• **ARTICLE**:
As the witty title may have forewarned you, this post is indeed about a tracking system I developed for spaceships. Not real spaceships mind… It’s for the game Star Wars Combine , and was the request of a personal friend who also has a website.
Okay but can we talk about that title first?
What about it?
…
Explain?
Oh, well it’s a combination of the phrase “In space, no-one can hear you scream” (which refers to the vast emptiness of space, and by logical extension how hard it is to find things that are lost in it), and the phrase “Dude, where’s my car?” from the movie of the same name (in which a man loses his car and goes through a series of wacky hijinks trying to find it again).
Put them together and you get “Crap I’ve not only lost my mode of transport, but I’ve lost it in the vast emptiness of space… That will exponentially increase the hijinks required to find it, what am I going to do? :'(”
To which I can now reply. I have an app for that!*
Oh okay I get it… So you built a neat app that people can use to locate their fictional spaceships in a videogame… That’s cool I guess, but why is there an Asterisk there?
Oh well that’s because I didn’t do that at all! It’s actually a simple website not an app, and it doesn’t help you find your own spaceships, it helps you find other people’s!
Oh I get it, you’re a space car thief!
Don’t be silly, there are many valid reasons for wanting to know where other people’s stuff is!
For example, while the game is perfectly content to tell you where your own stuff is, if your gizmo is inside someone else’s vehicle, it could be anywhere in the galaxy for all you know! You can’t see where the vehicle that has your gizmo in it is, because the vehicle isn’t yours.
So it’s still a thing to help you find your stuff…?
It can be! But it can also be more!
Another example, suppose you really really really have a burning passionate desire to buy a certain KIND of spaceship…
Well you can search for that kind of spaceship and contact their owners asking if they’re wanting to sell theirs!
So it’s just a tool for finding things in general?
Yep! But only space things! Ground things are different.
Okay cool! Give me the run-down!
The Structure
The whole thing consists of a website and an SQL Database.

• **DATASET CONTENT**:
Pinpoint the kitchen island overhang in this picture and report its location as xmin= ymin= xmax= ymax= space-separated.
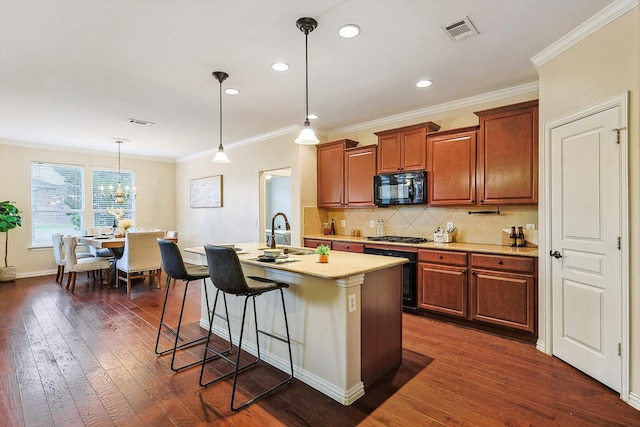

• **TASK INSTRUCTIONS**:
According to the spaceship tracker post, what two components make up the whole system? The data shown here was drawn from a separate source.

• **PROBLEM SOLUTION**:
A website and an SQL Database.